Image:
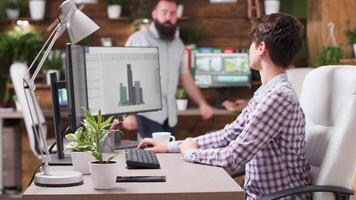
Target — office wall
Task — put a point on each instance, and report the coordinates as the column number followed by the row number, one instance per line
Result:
column 320, row 13
column 225, row 25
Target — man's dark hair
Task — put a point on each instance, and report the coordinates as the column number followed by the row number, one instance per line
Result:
column 282, row 36
column 155, row 2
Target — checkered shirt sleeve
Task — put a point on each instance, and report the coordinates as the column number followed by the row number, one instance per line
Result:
column 241, row 140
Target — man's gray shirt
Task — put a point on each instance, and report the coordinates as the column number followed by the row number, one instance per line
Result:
column 171, row 56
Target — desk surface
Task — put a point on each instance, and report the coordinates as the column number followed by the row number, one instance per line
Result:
column 184, row 181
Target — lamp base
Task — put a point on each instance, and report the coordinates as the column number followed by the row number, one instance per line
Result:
column 59, row 179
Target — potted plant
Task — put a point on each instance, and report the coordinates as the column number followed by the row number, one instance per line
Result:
column 37, row 9
column 114, row 8
column 180, row 8
column 53, row 64
column 272, row 6
column 82, row 143
column 329, row 56
column 182, row 99
column 12, row 9
column 103, row 171
column 351, row 35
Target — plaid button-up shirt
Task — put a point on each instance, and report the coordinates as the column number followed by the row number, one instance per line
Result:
column 268, row 136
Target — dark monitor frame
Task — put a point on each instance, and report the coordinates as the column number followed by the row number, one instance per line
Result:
column 74, row 120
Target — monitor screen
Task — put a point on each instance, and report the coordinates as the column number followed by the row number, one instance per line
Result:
column 116, row 80
column 222, row 69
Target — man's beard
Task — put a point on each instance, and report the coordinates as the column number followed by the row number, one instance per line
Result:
column 166, row 30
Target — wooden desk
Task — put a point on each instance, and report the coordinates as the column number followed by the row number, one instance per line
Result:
column 3, row 116
column 184, row 181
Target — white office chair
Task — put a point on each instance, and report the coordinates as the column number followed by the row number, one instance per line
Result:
column 296, row 77
column 328, row 99
column 17, row 72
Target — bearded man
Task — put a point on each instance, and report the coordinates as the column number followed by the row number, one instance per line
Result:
column 162, row 33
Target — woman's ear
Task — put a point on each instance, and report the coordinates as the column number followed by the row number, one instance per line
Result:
column 262, row 48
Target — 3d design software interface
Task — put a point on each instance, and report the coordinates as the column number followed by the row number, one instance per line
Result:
column 122, row 79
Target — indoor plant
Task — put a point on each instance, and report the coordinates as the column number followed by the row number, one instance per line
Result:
column 182, row 99
column 329, row 56
column 53, row 64
column 114, row 8
column 82, row 143
column 351, row 35
column 37, row 9
column 103, row 171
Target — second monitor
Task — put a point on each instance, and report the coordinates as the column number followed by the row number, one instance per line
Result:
column 116, row 80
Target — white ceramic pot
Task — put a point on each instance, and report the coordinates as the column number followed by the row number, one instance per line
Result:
column 12, row 13
column 48, row 72
column 180, row 11
column 81, row 161
column 114, row 11
column 104, row 175
column 182, row 104
column 271, row 6
column 37, row 9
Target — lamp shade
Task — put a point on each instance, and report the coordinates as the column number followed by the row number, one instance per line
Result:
column 78, row 24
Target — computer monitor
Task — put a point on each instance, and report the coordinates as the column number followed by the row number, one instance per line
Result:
column 217, row 70
column 116, row 80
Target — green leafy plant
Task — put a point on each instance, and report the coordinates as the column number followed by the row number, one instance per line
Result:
column 117, row 2
column 329, row 56
column 190, row 34
column 351, row 36
column 181, row 93
column 96, row 129
column 54, row 61
column 18, row 45
column 80, row 141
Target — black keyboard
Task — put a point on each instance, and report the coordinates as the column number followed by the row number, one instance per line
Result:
column 141, row 159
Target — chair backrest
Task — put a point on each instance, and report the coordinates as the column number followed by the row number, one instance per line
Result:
column 296, row 77
column 17, row 72
column 328, row 99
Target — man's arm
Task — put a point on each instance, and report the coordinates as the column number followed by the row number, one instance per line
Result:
column 194, row 93
column 267, row 121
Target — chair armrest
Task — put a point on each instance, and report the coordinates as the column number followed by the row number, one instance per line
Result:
column 238, row 172
column 337, row 191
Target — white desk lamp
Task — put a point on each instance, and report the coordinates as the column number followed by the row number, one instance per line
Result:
column 79, row 27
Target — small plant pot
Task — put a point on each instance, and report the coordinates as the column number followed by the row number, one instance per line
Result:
column 180, row 11
column 114, row 11
column 182, row 104
column 48, row 75
column 103, row 175
column 12, row 13
column 271, row 6
column 81, row 161
column 354, row 48
column 37, row 9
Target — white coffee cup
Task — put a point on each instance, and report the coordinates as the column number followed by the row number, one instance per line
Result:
column 163, row 137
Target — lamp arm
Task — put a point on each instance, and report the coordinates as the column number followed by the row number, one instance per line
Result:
column 58, row 30
column 29, row 88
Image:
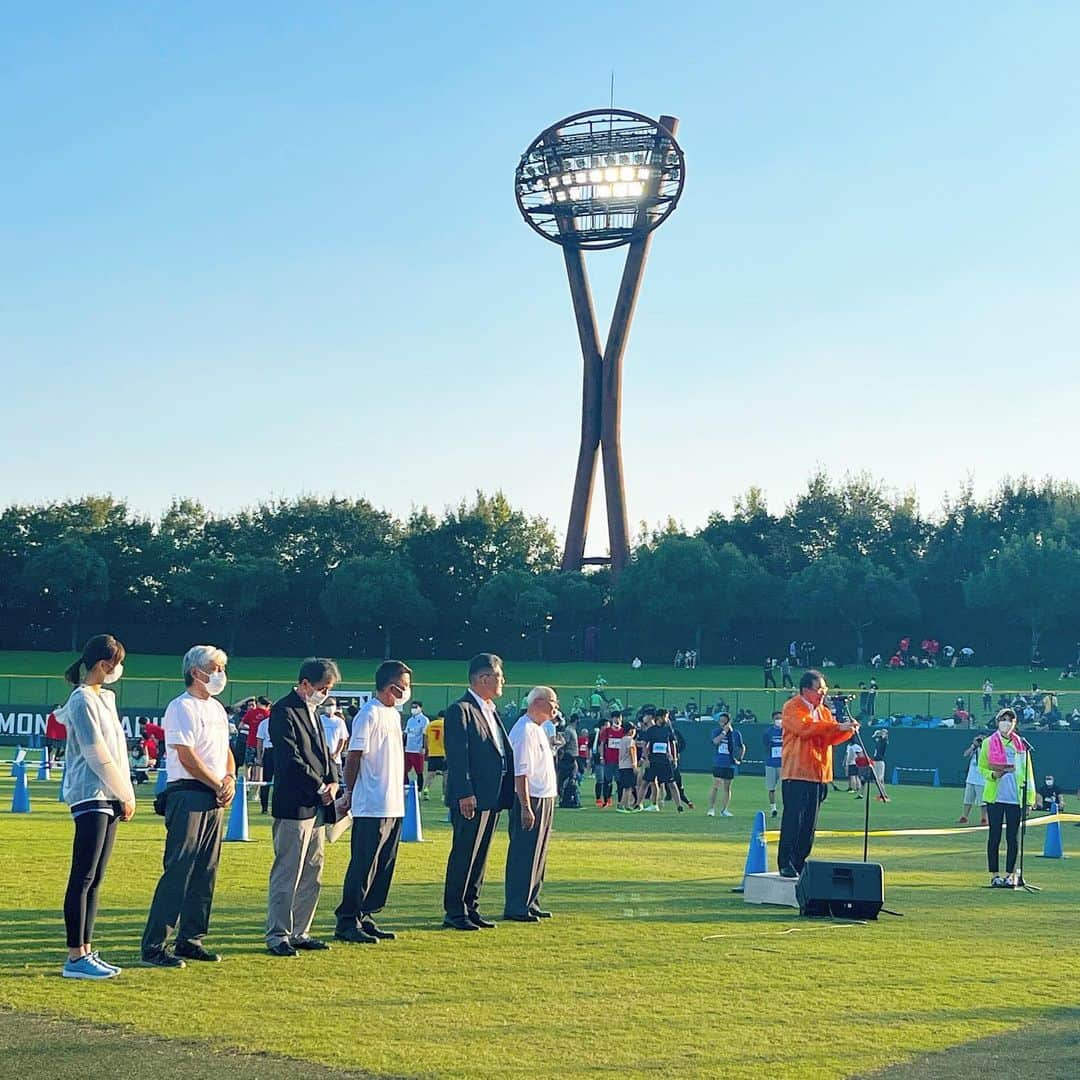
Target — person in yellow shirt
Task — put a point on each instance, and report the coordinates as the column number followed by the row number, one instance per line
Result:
column 806, row 768
column 435, row 748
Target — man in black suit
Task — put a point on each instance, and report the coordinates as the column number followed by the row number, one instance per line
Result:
column 304, row 790
column 480, row 782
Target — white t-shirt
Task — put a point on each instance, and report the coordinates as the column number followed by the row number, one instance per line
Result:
column 532, row 757
column 335, row 730
column 201, row 725
column 379, row 791
column 415, row 728
column 974, row 777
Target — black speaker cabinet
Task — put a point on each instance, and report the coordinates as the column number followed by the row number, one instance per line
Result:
column 844, row 890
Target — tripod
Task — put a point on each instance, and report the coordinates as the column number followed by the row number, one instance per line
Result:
column 881, row 793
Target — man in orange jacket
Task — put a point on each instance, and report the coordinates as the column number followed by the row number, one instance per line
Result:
column 806, row 768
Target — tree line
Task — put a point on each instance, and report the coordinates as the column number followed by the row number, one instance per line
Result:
column 847, row 564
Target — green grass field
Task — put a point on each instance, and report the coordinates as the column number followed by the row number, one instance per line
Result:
column 650, row 967
column 37, row 677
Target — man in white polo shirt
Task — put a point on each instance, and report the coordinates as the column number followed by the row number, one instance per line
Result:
column 530, row 819
column 202, row 780
column 375, row 775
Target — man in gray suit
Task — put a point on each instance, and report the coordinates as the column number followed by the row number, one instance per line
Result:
column 480, row 782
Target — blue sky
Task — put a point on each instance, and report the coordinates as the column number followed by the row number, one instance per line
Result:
column 262, row 250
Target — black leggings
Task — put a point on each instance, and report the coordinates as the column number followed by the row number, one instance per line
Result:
column 1010, row 814
column 94, row 835
column 267, row 777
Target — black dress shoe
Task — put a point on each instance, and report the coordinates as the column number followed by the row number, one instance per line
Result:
column 308, row 944
column 459, row 923
column 354, row 935
column 369, row 928
column 192, row 950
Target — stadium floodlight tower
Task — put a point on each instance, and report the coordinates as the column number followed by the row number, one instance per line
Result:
column 594, row 180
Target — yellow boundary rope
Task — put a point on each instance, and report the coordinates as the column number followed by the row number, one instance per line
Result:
column 774, row 834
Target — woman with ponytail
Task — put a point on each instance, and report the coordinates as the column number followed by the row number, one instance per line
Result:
column 98, row 792
column 1004, row 759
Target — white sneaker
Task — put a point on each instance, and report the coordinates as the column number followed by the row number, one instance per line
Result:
column 86, row 967
column 105, row 963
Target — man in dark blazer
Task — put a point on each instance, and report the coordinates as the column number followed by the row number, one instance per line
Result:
column 304, row 792
column 480, row 782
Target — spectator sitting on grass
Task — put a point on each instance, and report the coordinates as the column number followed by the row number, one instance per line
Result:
column 1049, row 792
column 139, row 763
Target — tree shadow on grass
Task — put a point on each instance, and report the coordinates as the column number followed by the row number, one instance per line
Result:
column 70, row 1050
column 1045, row 1049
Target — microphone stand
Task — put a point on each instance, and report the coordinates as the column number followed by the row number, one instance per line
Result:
column 1023, row 828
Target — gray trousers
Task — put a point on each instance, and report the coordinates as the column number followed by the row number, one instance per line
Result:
column 527, row 855
column 296, row 878
column 468, row 861
column 374, row 851
column 186, row 889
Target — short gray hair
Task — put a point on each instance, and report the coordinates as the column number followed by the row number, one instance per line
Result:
column 201, row 656
column 539, row 692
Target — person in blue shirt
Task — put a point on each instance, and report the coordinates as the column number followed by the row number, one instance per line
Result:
column 772, row 740
column 727, row 753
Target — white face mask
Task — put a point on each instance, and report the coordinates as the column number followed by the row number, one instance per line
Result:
column 215, row 683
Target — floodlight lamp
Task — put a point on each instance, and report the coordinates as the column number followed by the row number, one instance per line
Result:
column 609, row 157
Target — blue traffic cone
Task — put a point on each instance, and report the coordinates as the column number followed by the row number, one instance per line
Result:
column 756, row 861
column 237, row 829
column 412, row 829
column 21, row 800
column 1052, row 841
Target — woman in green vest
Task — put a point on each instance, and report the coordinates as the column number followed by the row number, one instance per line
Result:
column 1004, row 759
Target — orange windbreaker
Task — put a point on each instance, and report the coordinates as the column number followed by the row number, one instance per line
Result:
column 809, row 739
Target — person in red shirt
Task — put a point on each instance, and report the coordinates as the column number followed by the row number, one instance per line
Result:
column 55, row 737
column 583, row 753
column 608, row 743
column 250, row 730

TO DO = Return the items above verbatim, beginning at the line that contains "Target — man's gray shirt" and stopping after the line that contains "column 222, row 69".

FINAL RESULT =
Target — man's gray shirt
Task — put a point on each instance, and report the coordinates as the column number followed by the row number, one instance per line
Result:
column 171, row 56
Target — desk surface
Task — put a point on each instance, and report the coordinates as the column number followed by the row number, one instance per line
Result:
column 184, row 181
Target — lamp base
Task — put a point on each instance, and report the coordinates as the column number followed by the row number, one instance per line
Result:
column 59, row 179
Target — potted plant
Task — put a point on each instance, and report the coordinates as the column number followed by the row number, one instance per line
Result:
column 37, row 9
column 114, row 8
column 180, row 8
column 53, row 64
column 272, row 6
column 82, row 143
column 329, row 56
column 182, row 99
column 12, row 9
column 103, row 171
column 351, row 35
Target — plaid button-up shirt
Task — put a point on each instance, and report the coordinates as the column number followed by the row number, one instance per line
Result:
column 268, row 136
Target — dark monitor frame
Task — put a point on each instance, and report the coordinates as the column number followed by the row number, one instance per line
Result:
column 74, row 120
Target — monitor screen
Task — put a point on each instance, and report the coordinates as the column number followed by the row number, one instance per line
Result:
column 116, row 80
column 222, row 69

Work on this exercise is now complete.